* [Data supplied]:

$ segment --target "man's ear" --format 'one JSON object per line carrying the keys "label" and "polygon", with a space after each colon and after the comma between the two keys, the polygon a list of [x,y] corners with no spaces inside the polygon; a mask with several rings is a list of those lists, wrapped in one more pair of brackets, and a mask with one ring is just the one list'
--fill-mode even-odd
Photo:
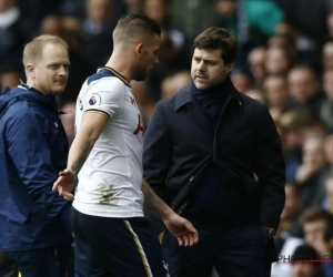
{"label": "man's ear", "polygon": [[26,65],[26,73],[29,75],[31,79],[34,76],[34,66],[31,63],[28,63]]}
{"label": "man's ear", "polygon": [[234,66],[233,62],[225,65],[228,74],[230,74],[230,72],[233,70],[233,66]]}
{"label": "man's ear", "polygon": [[142,49],[143,49],[143,44],[142,43],[139,43],[137,47],[135,47],[135,55],[140,55],[142,53]]}

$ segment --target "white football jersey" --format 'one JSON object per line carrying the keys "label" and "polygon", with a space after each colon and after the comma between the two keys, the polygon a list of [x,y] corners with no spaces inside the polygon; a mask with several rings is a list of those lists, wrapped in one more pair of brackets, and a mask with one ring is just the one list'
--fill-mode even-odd
{"label": "white football jersey", "polygon": [[143,123],[129,82],[112,69],[99,70],[78,96],[77,132],[84,112],[109,120],[79,173],[73,206],[94,216],[143,216]]}

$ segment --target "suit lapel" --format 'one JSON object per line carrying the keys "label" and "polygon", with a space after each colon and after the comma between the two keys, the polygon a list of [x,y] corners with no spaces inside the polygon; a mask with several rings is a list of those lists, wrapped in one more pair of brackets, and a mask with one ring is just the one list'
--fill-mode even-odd
{"label": "suit lapel", "polygon": [[[198,125],[200,133],[204,134],[208,140],[208,145],[212,142],[212,123],[206,117],[200,103],[192,98],[192,101],[186,105],[191,120]],[[195,137],[193,137],[195,140]]]}

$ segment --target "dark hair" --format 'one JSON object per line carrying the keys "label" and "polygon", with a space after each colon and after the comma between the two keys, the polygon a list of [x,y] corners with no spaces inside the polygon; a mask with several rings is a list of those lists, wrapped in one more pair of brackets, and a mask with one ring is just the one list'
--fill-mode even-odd
{"label": "dark hair", "polygon": [[211,27],[200,33],[194,40],[198,49],[221,49],[221,58],[225,64],[233,63],[238,55],[238,40],[228,30]]}
{"label": "dark hair", "polygon": [[118,21],[113,32],[113,39],[129,40],[144,34],[157,34],[161,37],[161,28],[157,21],[143,14],[129,14]]}

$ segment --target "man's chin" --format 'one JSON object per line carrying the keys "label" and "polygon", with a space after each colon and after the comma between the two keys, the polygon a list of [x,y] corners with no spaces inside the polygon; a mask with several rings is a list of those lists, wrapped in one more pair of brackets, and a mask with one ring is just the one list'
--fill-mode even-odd
{"label": "man's chin", "polygon": [[198,90],[206,90],[209,89],[209,84],[206,83],[200,83],[200,82],[194,82],[195,86]]}

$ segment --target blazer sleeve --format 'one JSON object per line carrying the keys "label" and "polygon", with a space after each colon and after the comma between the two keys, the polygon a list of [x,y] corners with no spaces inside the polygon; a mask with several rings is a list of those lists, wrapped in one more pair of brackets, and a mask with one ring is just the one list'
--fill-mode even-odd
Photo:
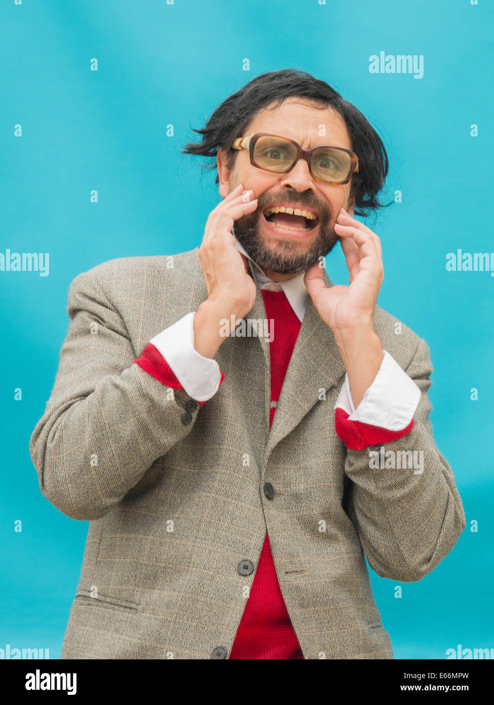
{"label": "blazer sleeve", "polygon": [[69,291],[54,385],[30,442],[43,495],[73,519],[114,508],[194,427],[198,403],[140,364],[125,323],[89,270]]}
{"label": "blazer sleeve", "polygon": [[465,528],[451,467],[438,450],[429,414],[433,372],[420,339],[406,370],[421,391],[406,435],[360,450],[349,449],[348,515],[371,568],[381,577],[420,580],[451,551]]}

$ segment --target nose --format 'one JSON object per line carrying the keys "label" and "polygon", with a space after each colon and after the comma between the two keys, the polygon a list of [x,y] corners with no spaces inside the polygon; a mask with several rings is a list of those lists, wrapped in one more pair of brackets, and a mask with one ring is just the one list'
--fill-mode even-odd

* [Brief]: Nothing in the entries above should change when they are printed again, except that the pictures are dropped.

* [Reply]:
$ segment --target "man's ear" --format 'one JSON object per line carrying the keys "label" and "polygon", with a space after each colon and after the comma between the two keys, the polygon a list of [x,y] corners with no spaces inside the polygon; a mask with several rings is a list of those lists, wrapped in one more pair of brackets, and a mask with one ring is just the one list'
--fill-mode even-odd
Photo:
{"label": "man's ear", "polygon": [[26,65],[26,73],[29,75],[31,79],[34,76],[34,66],[31,63],[28,63]]}
{"label": "man's ear", "polygon": [[234,66],[233,62],[225,65],[228,74],[230,74],[230,72],[233,70],[233,66]]}
{"label": "man's ear", "polygon": [[142,49],[143,49],[143,44],[142,43],[139,43],[137,47],[135,47],[135,55],[140,55],[142,53]]}

$ segment --target "white football jersey" --format 'one JSON object per line carrying the keys "label" and "polygon", with a space after each colon and after the comma between the two keys, the polygon a list of [x,y] corners with no spaces inside the polygon; a mask with several rings is a list of those lists, wrapped in one more pair of brackets, and a mask with one ring is just the one list'
--fill-mode even-odd
{"label": "white football jersey", "polygon": [[143,123],[129,82],[112,69],[99,70],[78,96],[77,132],[84,112],[109,120],[79,173],[73,206],[94,216],[143,216]]}

$ segment --target "suit lapel" --format 'one JSON object per line carrying the keys "label" and "polygon", with a space after each colon and after the comma between the two keys, the polygon a list of [x,y] corners with no spaces inside the polygon; a mask with several rings is a list of those lists, wrapped in one more pair of brackets, and a mask with one ring is just the one list'
--fill-mode even-odd
{"label": "suit lapel", "polygon": [[[198,125],[200,133],[204,134],[208,140],[208,145],[212,142],[212,123],[206,117],[200,103],[192,98],[192,101],[186,105],[191,120]],[[195,137],[193,137],[195,140]]]}

$ segment --target "dark hair" --format 'one JSON object per line carrying the keys "label" and "polygon", with a space after each colon and after the comma between the two keys, the polygon a list of [x,y] corners with no spaces inside the polygon; a mask with several rings is a list of those lists, wrapped in one more pair of brackets, and a mask with one ring is just the one list'
--fill-mode even-odd
{"label": "dark hair", "polygon": [[211,27],[200,33],[194,40],[198,49],[221,49],[221,58],[225,64],[233,63],[238,55],[238,40],[228,30]]}
{"label": "dark hair", "polygon": [[118,21],[113,32],[113,39],[129,40],[144,34],[157,34],[161,37],[161,28],[157,21],[143,14],[129,14]]}

$ segment --target "man's chin" --format 'one JSON object per line carrying the keys "label" and "polygon", with a space after each colon and after the comma between the two keys, the polygon a list of [x,y] corners with no spaces inside the polygon; a mask with several rings is a list of those lists, wrapped in one more pair of brackets, and a mask with one ring is just the one list'
--fill-mode even-odd
{"label": "man's chin", "polygon": [[198,90],[206,90],[209,89],[209,84],[206,83],[200,83],[200,82],[194,82],[195,86]]}

$ segment --target blazer sleeve --format 'one JSON object per line carrying the keys "label" and "polygon", with a space after each colon and after the comma between the two keys, the polygon a list of [x,y] corners with no spaces inside the polygon; a mask with several rings is a list of those lists, wrapped in one more pair of brackets, and a mask with one ring is just the one list'
--fill-mode even-odd
Photo:
{"label": "blazer sleeve", "polygon": [[69,291],[54,385],[30,442],[43,495],[73,519],[114,508],[194,427],[198,403],[140,364],[125,323],[89,270]]}
{"label": "blazer sleeve", "polygon": [[465,528],[451,467],[438,450],[429,414],[433,372],[420,339],[406,370],[421,391],[406,435],[360,450],[349,449],[348,515],[371,568],[381,577],[420,580],[451,551]]}

$ segment --target nose --format 'one JSON object per line carrying the keys "label" and "polygon", with a space after each colon and after the comma between the two keys, the polygon a list of [x,y] corners with no spaces inside the polygon; a mask with several rings is a list of those lists, wrapped in one more pair of brackets, and a mask with one ring is just the one list'
--fill-mode even-odd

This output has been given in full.